### Written task
Copy the rows from the line holding "Provide the polygon of every instance of the concrete" through the end of the rows, inclusive, keeping the requests unchanged. Raise every polygon coordinate in the answers by 95.

Some rows
+ + + + +
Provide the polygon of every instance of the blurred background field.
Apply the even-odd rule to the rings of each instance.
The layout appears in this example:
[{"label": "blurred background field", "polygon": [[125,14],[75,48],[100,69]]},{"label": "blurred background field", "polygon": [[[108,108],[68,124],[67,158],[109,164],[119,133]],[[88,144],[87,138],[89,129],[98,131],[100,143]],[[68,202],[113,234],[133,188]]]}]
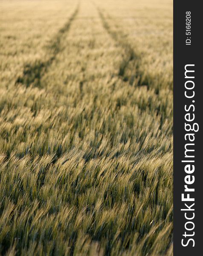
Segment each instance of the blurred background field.
[{"label": "blurred background field", "polygon": [[172,255],[172,15],[0,1],[2,255]]}]

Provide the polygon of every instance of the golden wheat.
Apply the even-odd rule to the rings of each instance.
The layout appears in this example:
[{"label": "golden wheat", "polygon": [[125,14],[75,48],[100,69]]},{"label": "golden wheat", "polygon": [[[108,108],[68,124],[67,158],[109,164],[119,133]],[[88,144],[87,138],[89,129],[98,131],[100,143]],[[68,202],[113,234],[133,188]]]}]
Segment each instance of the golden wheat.
[{"label": "golden wheat", "polygon": [[172,255],[170,0],[0,2],[0,253]]}]

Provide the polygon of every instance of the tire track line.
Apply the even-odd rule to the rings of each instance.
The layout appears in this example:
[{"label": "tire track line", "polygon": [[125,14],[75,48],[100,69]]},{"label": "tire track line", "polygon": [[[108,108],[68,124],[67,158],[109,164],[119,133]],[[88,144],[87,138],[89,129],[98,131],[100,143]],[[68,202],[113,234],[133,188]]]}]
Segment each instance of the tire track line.
[{"label": "tire track line", "polygon": [[47,54],[49,58],[46,60],[38,60],[34,63],[27,63],[24,65],[23,73],[19,76],[15,81],[15,84],[21,84],[27,87],[31,85],[34,87],[41,87],[41,79],[48,67],[51,65],[57,55],[63,50],[61,42],[64,39],[71,26],[79,12],[80,3],[78,2],[75,11],[67,22],[57,32],[52,38],[51,43],[46,46]]},{"label": "tire track line", "polygon": [[[102,20],[103,26],[111,38],[116,42],[118,43],[119,46],[125,51],[125,55],[120,64],[118,76],[125,81],[128,81],[129,84],[132,85],[135,81],[138,86],[146,85],[148,89],[149,86],[148,83],[143,79],[143,73],[139,68],[139,62],[141,60],[140,56],[137,54],[130,44],[122,38],[124,38],[125,35],[120,32],[113,31],[104,17],[104,14],[99,7],[97,7],[99,17]],[[128,74],[126,70],[130,68],[133,70],[131,75]]]}]

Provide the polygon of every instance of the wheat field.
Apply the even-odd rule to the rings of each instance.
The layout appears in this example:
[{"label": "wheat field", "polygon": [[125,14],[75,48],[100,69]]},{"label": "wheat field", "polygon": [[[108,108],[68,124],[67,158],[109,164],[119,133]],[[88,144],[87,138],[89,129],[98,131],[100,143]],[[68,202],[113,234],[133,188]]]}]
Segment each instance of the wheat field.
[{"label": "wheat field", "polygon": [[172,256],[171,0],[0,1],[0,254]]}]

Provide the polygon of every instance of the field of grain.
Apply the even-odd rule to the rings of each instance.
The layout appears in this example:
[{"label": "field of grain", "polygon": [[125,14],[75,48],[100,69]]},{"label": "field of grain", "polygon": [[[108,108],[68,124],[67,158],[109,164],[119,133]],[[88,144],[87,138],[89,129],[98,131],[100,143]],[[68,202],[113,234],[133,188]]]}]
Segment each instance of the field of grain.
[{"label": "field of grain", "polygon": [[172,15],[0,1],[0,255],[172,255]]}]

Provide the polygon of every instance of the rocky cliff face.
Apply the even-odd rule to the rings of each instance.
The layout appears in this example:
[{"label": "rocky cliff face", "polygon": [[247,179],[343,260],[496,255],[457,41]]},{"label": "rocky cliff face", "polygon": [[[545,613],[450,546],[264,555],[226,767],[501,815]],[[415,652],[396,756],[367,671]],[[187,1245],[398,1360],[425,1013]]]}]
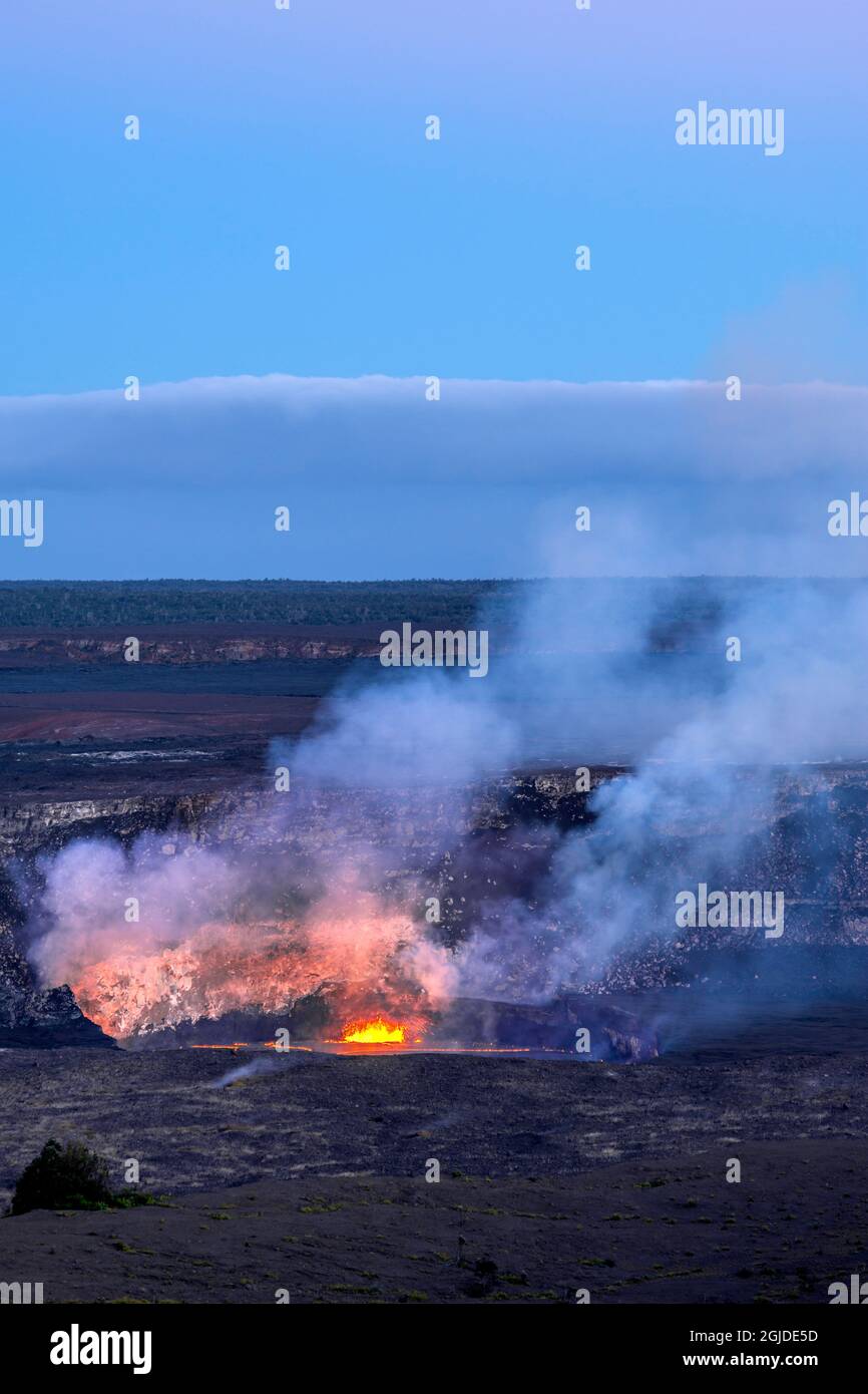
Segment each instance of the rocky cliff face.
[{"label": "rocky cliff face", "polygon": [[[621,769],[592,771],[594,785],[621,778]],[[443,930],[453,940],[472,926],[479,899],[527,894],[532,878],[545,877],[552,848],[564,829],[591,821],[585,795],[575,792],[573,771],[543,771],[518,776],[503,774],[479,790],[372,789],[294,790],[291,804],[274,811],[273,792],[262,786],[233,792],[153,797],[131,793],[123,799],[71,802],[29,799],[0,809],[0,916],[14,923],[15,895],[8,877],[13,860],[33,861],[85,836],[132,842],[141,832],[166,834],[169,856],[184,842],[244,845],[249,829],[269,827],[266,855],[287,857],[293,870],[329,864],[352,855],[364,831],[385,849],[386,875],[424,874],[431,894],[443,902]],[[284,813],[293,809],[293,817]],[[761,829],[745,885],[780,888],[787,903],[783,945],[868,945],[868,772],[862,767],[835,767],[789,772],[768,825]],[[702,866],[702,839],[713,838],[713,810],[705,822],[672,828],[673,860]],[[685,848],[688,855],[685,856]],[[692,849],[692,850],[691,850]],[[325,859],[325,860],[323,860]],[[336,860],[337,864],[337,860]],[[644,927],[645,930],[646,927]],[[613,990],[645,990],[672,981],[670,920],[660,926],[665,951],[646,935],[644,962],[620,965]],[[674,948],[724,953],[745,948],[730,931],[680,935]],[[17,1034],[18,1033],[18,1034]],[[24,1033],[24,1034],[21,1034]],[[630,1033],[626,1033],[630,1034]],[[67,987],[42,991],[15,948],[11,930],[0,931],[0,1046],[33,1040],[95,1044],[98,1027],[86,1023]],[[102,1041],[106,1043],[106,1037]]]},{"label": "rocky cliff face", "polygon": [[113,1048],[114,1041],[82,1015],[70,987],[40,991],[8,926],[0,928],[0,1050],[24,1046]]}]

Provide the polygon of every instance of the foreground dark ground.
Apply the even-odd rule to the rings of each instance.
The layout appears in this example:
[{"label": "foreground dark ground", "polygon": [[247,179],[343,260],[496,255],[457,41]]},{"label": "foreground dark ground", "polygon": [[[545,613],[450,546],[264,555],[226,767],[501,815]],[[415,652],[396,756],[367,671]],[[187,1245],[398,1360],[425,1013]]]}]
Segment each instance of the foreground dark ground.
[{"label": "foreground dark ground", "polygon": [[621,1066],[6,1051],[7,1195],[54,1136],[118,1184],[138,1158],[163,1203],[1,1220],[0,1278],[49,1302],[825,1303],[868,1266],[851,1018],[818,1011],[805,1054],[761,1023]]},{"label": "foreground dark ground", "polygon": [[[436,1149],[433,1149],[436,1150]],[[311,1177],[0,1221],[46,1302],[826,1303],[868,1264],[864,1142],[738,1146],[582,1177]],[[460,1239],[464,1243],[460,1243]],[[461,1257],[458,1257],[461,1255]]]}]

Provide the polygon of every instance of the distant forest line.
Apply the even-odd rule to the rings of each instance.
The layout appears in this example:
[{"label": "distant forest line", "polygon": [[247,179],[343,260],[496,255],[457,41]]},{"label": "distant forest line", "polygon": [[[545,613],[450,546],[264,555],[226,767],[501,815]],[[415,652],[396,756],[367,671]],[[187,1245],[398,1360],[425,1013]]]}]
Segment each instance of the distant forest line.
[{"label": "distant forest line", "polygon": [[[414,625],[470,627],[507,622],[516,602],[555,587],[577,605],[594,597],[653,597],[680,620],[702,620],[745,590],[787,591],[804,581],[755,577],[407,580],[407,581],[0,581],[0,627],[72,629],[109,625]],[[864,580],[811,581],[844,591]]]}]

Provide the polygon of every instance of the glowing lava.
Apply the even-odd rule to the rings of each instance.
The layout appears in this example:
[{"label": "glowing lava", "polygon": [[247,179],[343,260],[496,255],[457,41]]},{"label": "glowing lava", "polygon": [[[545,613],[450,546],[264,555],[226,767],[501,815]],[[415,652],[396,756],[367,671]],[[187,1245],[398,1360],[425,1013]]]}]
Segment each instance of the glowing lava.
[{"label": "glowing lava", "polygon": [[404,1027],[386,1022],[382,1016],[372,1022],[350,1022],[341,1036],[341,1044],[355,1046],[403,1046],[405,1040]]}]

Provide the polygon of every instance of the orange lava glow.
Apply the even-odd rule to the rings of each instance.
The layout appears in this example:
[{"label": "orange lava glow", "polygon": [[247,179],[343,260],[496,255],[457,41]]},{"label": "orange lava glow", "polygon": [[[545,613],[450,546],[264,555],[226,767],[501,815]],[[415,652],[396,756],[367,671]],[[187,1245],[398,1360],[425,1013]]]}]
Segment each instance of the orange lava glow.
[{"label": "orange lava glow", "polygon": [[403,1046],[407,1033],[400,1023],[386,1022],[376,1016],[372,1022],[350,1022],[344,1026],[341,1044],[357,1046]]}]

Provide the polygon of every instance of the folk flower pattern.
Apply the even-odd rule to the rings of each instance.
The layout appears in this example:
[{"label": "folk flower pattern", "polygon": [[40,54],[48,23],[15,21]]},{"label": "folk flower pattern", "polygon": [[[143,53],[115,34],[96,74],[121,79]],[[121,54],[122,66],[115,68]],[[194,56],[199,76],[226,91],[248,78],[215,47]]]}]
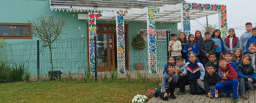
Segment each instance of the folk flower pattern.
[{"label": "folk flower pattern", "polygon": [[95,43],[93,39],[94,36],[96,36],[96,19],[100,16],[102,16],[100,13],[89,13],[89,62],[91,73],[95,72]]},{"label": "folk flower pattern", "polygon": [[183,31],[186,35],[190,34],[190,10],[212,10],[220,11],[221,14],[221,36],[225,38],[227,36],[227,10],[226,6],[224,5],[211,5],[211,4],[201,4],[201,3],[183,3]]},{"label": "folk flower pattern", "polygon": [[160,8],[156,6],[147,7],[147,34],[148,34],[148,51],[149,51],[149,72],[152,73],[156,73],[156,24],[155,13],[159,12]]},{"label": "folk flower pattern", "polygon": [[124,16],[127,13],[127,10],[116,12],[116,32],[118,46],[118,70],[119,73],[125,72],[125,21]]}]

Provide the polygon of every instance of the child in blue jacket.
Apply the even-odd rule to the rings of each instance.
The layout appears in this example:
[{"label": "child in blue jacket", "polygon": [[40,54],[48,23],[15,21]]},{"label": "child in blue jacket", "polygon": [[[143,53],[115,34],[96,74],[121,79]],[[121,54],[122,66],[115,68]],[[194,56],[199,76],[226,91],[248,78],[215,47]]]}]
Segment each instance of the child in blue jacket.
[{"label": "child in blue jacket", "polygon": [[174,90],[178,81],[178,75],[175,73],[175,66],[174,63],[168,63],[167,71],[163,74],[161,83],[161,91],[157,88],[155,89],[154,95],[155,97],[158,97],[164,100],[167,100],[169,97],[171,99],[176,99],[174,95]]},{"label": "child in blue jacket", "polygon": [[205,71],[203,65],[199,62],[199,60],[194,52],[190,52],[189,57],[190,60],[186,63],[187,67],[181,76],[188,75],[191,94],[201,95],[204,89],[203,80]]},{"label": "child in blue jacket", "polygon": [[225,52],[223,42],[221,37],[221,30],[215,30],[213,31],[211,39],[215,43],[215,54],[217,60],[219,60],[220,57],[222,58],[222,56]]},{"label": "child in blue jacket", "polygon": [[193,52],[195,54],[196,56],[198,55],[198,50],[197,50],[197,43],[194,42],[194,36],[193,34],[190,34],[188,36],[188,42],[185,44],[185,47],[183,49],[183,52],[187,53],[187,60],[188,61],[189,60],[189,56],[188,54],[190,52]]},{"label": "child in blue jacket", "polygon": [[246,91],[253,89],[253,82],[256,82],[256,74],[250,62],[252,58],[250,55],[244,55],[242,58],[241,63],[237,67],[237,76],[239,78],[239,91],[241,97],[247,100]]},{"label": "child in blue jacket", "polygon": [[253,27],[253,30],[252,30],[252,34],[253,34],[253,36],[248,38],[247,40],[247,42],[246,42],[246,52],[247,52],[247,54],[250,54],[250,51],[249,51],[249,44],[250,43],[254,43],[256,45],[256,27]]}]

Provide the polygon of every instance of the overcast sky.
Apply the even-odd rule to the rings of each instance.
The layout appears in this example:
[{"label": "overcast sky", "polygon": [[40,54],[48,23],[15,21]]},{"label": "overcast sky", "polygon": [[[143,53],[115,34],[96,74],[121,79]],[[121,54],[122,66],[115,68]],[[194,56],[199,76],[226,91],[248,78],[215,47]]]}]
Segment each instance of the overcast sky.
[{"label": "overcast sky", "polygon": [[[253,26],[256,26],[256,1],[255,0],[185,0],[190,3],[224,4],[227,5],[228,27],[232,27],[238,37],[244,33],[245,23],[251,22]],[[208,16],[210,25],[218,26],[218,14]],[[206,24],[205,17],[191,21],[191,33],[194,34],[197,30],[202,30],[202,25]],[[181,27],[181,23],[178,24]]]}]

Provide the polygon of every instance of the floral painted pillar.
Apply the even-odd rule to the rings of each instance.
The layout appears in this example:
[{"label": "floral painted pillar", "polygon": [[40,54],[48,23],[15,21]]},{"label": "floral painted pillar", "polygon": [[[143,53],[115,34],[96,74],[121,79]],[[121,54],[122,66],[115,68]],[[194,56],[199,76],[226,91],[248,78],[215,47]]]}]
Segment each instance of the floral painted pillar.
[{"label": "floral painted pillar", "polygon": [[95,72],[95,43],[94,37],[96,36],[96,19],[101,16],[100,13],[89,12],[89,64],[91,73]]},{"label": "floral painted pillar", "polygon": [[125,20],[124,16],[127,10],[116,12],[116,40],[118,73],[125,72]]},{"label": "floral painted pillar", "polygon": [[183,32],[186,36],[190,34],[190,7],[189,4],[183,3]]},{"label": "floral painted pillar", "polygon": [[227,10],[224,5],[202,4],[195,3],[183,3],[183,31],[186,35],[190,34],[190,10],[219,11],[221,12],[221,37],[226,38],[228,35]]},{"label": "floral painted pillar", "polygon": [[154,73],[157,71],[156,61],[156,24],[155,13],[159,12],[159,8],[156,6],[147,6],[147,51],[149,58],[149,73]]}]

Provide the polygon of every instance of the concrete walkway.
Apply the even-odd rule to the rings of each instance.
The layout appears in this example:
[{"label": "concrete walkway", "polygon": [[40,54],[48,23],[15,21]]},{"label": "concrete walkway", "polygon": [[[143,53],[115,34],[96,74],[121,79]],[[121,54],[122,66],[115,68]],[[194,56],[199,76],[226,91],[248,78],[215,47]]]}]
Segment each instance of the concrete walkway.
[{"label": "concrete walkway", "polygon": [[[255,89],[255,84],[254,86]],[[188,86],[186,86],[187,93],[182,95],[176,95],[179,89],[176,89],[174,94],[176,99],[168,99],[167,101],[161,100],[160,98],[151,98],[147,103],[232,103],[232,98],[226,98],[226,95],[220,95],[219,98],[210,99],[206,95],[191,95],[189,94]],[[256,103],[256,89],[250,90],[246,93],[248,96],[248,100],[238,98],[238,103]]]}]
+ + + + +
### Result of this task
Provide the polygon of every instance of the concrete walkway.
Apply the even-odd rule to the rings of each instance.
The layout appears in this example:
[{"label": "concrete walkway", "polygon": [[40,54],[48,23],[15,21]]},{"label": "concrete walkway", "polygon": [[[143,53],[115,34],[96,74],[121,79]],[[121,54],[122,66],[115,68]],[[194,56],[199,76],[226,91],[248,78],[215,47]]]}]
Segment each instance of the concrete walkway.
[{"label": "concrete walkway", "polygon": [[[350,184],[350,179],[349,181]],[[283,181],[281,181],[282,188],[277,190],[271,190],[274,184],[271,184],[269,189],[271,194],[263,194],[262,196],[256,195],[255,193],[246,193],[242,198],[327,198],[327,193],[321,193],[321,190],[315,190],[314,193],[305,194],[301,190],[286,190],[284,189]],[[351,198],[351,184],[345,185],[341,188],[343,191],[343,195],[333,193],[333,198]]]}]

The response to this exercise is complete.